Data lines
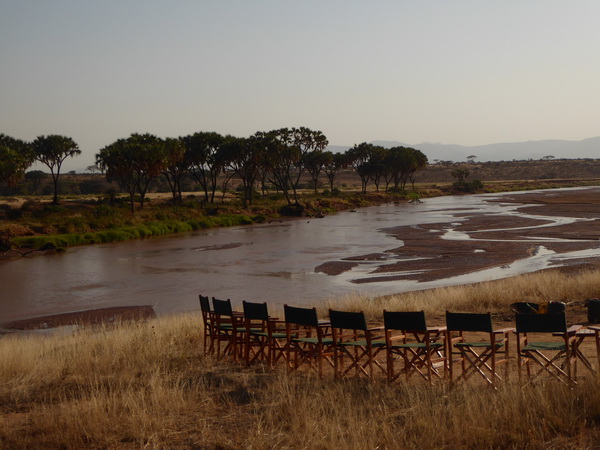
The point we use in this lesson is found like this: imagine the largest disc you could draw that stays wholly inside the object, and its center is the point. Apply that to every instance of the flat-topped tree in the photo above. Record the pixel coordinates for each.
(133, 162)
(51, 151)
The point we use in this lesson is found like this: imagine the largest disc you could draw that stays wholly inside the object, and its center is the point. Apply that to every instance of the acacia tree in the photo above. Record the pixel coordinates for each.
(51, 151)
(174, 166)
(203, 160)
(376, 166)
(359, 156)
(287, 153)
(334, 162)
(315, 163)
(419, 162)
(133, 163)
(15, 158)
(460, 174)
(244, 157)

To be done » Please write out everything from the line containing "of the acacia" down to the end of the records, replacing "largest disc" with "biggest circle" and keeping everything else unchanged.

Result »
The point we use in this lesson is found like this: imagine the biggest circle you could draw that stays wholly inside the object, and its center is the point. Apply that to every instance of the acacia tree in the photo above. Record the pixel coordinates for each.
(51, 151)
(174, 166)
(203, 160)
(376, 166)
(359, 156)
(287, 153)
(334, 162)
(315, 163)
(419, 162)
(133, 163)
(15, 158)
(460, 174)
(244, 157)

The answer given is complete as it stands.